# To do
Please restate each line of the data below exactly. Omit all images.

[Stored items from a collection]
-------------------------

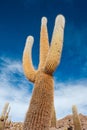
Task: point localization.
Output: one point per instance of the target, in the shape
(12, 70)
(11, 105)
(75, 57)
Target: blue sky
(20, 18)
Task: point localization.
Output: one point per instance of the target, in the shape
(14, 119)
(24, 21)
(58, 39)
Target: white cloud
(15, 90)
(12, 90)
(69, 94)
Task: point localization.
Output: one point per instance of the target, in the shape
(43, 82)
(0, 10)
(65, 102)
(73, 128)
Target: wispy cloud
(68, 94)
(15, 89)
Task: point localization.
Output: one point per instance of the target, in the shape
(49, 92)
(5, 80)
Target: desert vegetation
(41, 114)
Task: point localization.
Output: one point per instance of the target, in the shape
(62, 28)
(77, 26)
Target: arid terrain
(62, 124)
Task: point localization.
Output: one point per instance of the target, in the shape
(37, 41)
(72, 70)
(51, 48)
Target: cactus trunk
(76, 119)
(40, 111)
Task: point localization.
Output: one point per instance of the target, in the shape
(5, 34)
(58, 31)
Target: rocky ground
(62, 124)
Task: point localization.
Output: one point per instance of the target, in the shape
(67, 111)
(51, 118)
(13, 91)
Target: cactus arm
(44, 42)
(54, 54)
(27, 62)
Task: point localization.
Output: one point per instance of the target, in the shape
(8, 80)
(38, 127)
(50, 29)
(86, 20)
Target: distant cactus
(40, 111)
(53, 120)
(4, 117)
(76, 120)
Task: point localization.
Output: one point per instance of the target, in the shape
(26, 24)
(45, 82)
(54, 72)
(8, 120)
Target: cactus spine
(40, 111)
(76, 120)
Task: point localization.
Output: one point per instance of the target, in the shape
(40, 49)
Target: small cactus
(76, 119)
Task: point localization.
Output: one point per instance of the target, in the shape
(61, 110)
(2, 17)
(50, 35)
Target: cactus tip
(44, 20)
(60, 20)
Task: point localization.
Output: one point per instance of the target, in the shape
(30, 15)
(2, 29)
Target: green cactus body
(76, 120)
(41, 104)
(39, 114)
(53, 120)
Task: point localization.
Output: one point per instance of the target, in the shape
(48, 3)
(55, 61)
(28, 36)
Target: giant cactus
(76, 120)
(39, 114)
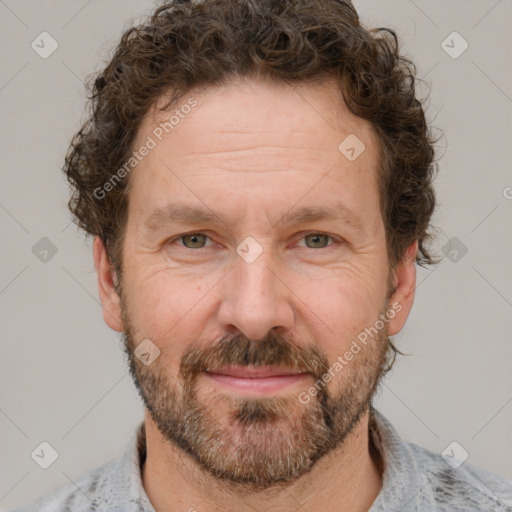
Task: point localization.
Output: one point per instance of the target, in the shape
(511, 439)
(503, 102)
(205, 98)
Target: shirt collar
(401, 480)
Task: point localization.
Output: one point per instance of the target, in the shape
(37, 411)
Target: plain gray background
(62, 371)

-------------------------

# Answer to the problem
Task: point localization.
Output: one point per instance of the target, in the shape
(12, 70)
(11, 105)
(75, 57)
Target: blue sky
(20, 18)
Task: point localization.
Output: one point per instance of the target, in the shape
(14, 119)
(24, 21)
(58, 39)
Target: white cloud
(15, 90)
(12, 90)
(69, 94)
Task: point localization.
Output: one point per instance of the target, in the shape
(43, 82)
(0, 10)
(65, 102)
(73, 128)
Target: wispy cloud
(68, 94)
(15, 89)
Task: point localization.
Output: one point per instance of the target, in the shape
(49, 92)
(5, 80)
Target: desert vegetation
(41, 114)
Task: point localization.
Output: one point per instance of the target, in the shape
(62, 28)
(77, 26)
Target: arid terrain
(62, 124)
Task: point localization.
Output: one point per instance of the target, in the shape
(37, 41)
(72, 70)
(51, 48)
Target: cactus trunk
(76, 119)
(40, 111)
Task: point localization.
Output: one point per instance of the target, in the shape
(5, 34)
(58, 31)
Target: rocky ground
(62, 124)
Task: point localization.
Output: one point per instance of the target, in the shape
(67, 111)
(51, 118)
(13, 91)
Target: cactus arm
(44, 42)
(54, 54)
(27, 62)
Task: point localization.
Output: one point per instance of the target, in the shape
(8, 80)
(38, 127)
(50, 29)
(86, 20)
Target: distant cactus
(40, 111)
(53, 120)
(4, 117)
(76, 120)
Task: point localization.
Output: one point per instance of the target, in the shape
(26, 24)
(45, 82)
(54, 72)
(8, 120)
Target: cactus spine
(40, 111)
(76, 120)
Task: point localization.
Output: one point per instance of the target, in the shape
(40, 49)
Target: small cactus
(76, 119)
Task: point localization.
Output: one point per instance of the target, in the shape
(61, 110)
(2, 17)
(50, 35)
Target: cactus tip
(44, 20)
(60, 20)
Task: point localization.
Output: one point per instance of the target, in the shape
(30, 15)
(2, 29)
Target: green cactus body
(76, 120)
(41, 104)
(39, 114)
(53, 120)
Task: point localization.
Output: one point per instance of the target, in the shape
(48, 3)
(55, 61)
(28, 36)
Target: giant cactus
(76, 120)
(39, 114)
Task: point localization.
Output: one point per instance of the target, in the shape
(511, 439)
(503, 102)
(205, 98)
Target: shirt collar
(401, 480)
Task: point localization.
Output: one point per instance of the target, in the shape
(37, 411)
Target: plain gray background
(62, 371)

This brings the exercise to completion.